■ Selected passage
Both modes accept a BlueprintWithPreconditions, a GenerationOverlay, an EngagementContext, and a seed.
#![allow(unused)]
fn main() {
use datasynth_audit_fsm::streaming::run_engagement_streaming;
use datasynth_audit_fsm::loader::{BlueprintWithPreconditions, default_overlay};
use datasynth_audit_fsm::context::EngagementContext;
let bwp = BlueprintWithPreconditions::load_builtin_fsa().unwrap();
let overlay = default_overlay();
let ctx = EngagementContext::demo();
let result = run_engagement_streaming(
&bwp, &overlay, &ctx, 42,
Box::new(|event| { /* forward to WebSocket, dashboard, etc. */ }),
).unwrap();
}
Live Anomaly Injection
The live_injection module injects anomalies into an already-generated event log, simulating emerging risks at runtime rather than only at generation time. Each LiveInjectionConfig specifies an anomaly type, an optional target procedure filter, an injection probability, and a severity level.
#![allow(unused)]
fn main() {
use datasynth_audit_fsm::live_injection::{inject_live_anomalies, LiveInjectionConfig};
use datasynth_audit_fsm::event::{AuditAnomalyType, AnomalySeverity};
let configs = vec![LiveInjectionConfig {
anomaly_type: AuditAnomalyType::LatePosting,
target_procedure: Some("substantive_testing".into()),
injection_probability: 0.10,
severity: AnomalySeverity::Medium,
}];
// `result` is an EngagementResult from a prior engine run
let injected = inject_live_anomalies(&mut result.event_log, &configs, 99);
}
Events already flagged as anomalous by the engine’s build-time injection are skipped to avoid double-labeling.

■ Data
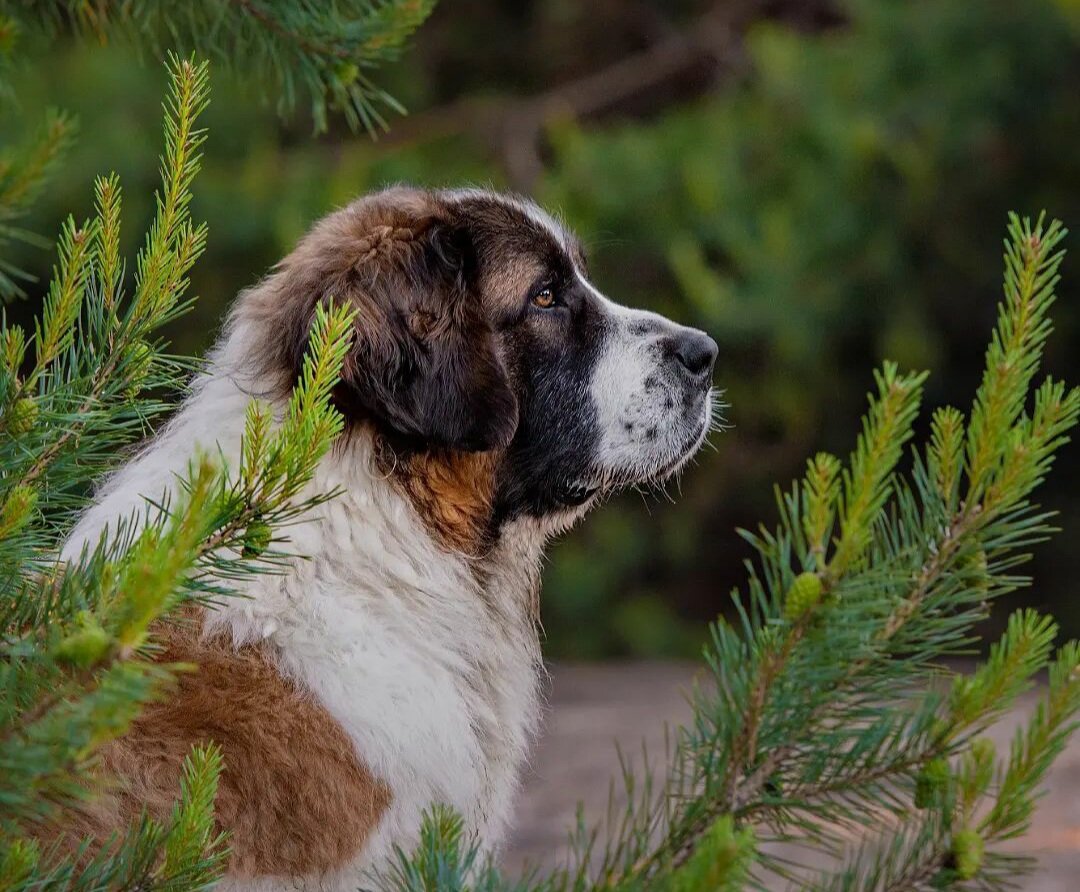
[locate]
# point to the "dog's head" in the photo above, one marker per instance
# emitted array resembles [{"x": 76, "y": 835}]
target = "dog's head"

■ Problem to solve
List every setting that the streaming and anomaly injection text says each LiveInjectionConfig specifies.

■ Task output
- An anomaly type
- An optional target procedure filter
- An injection probability
- A severity level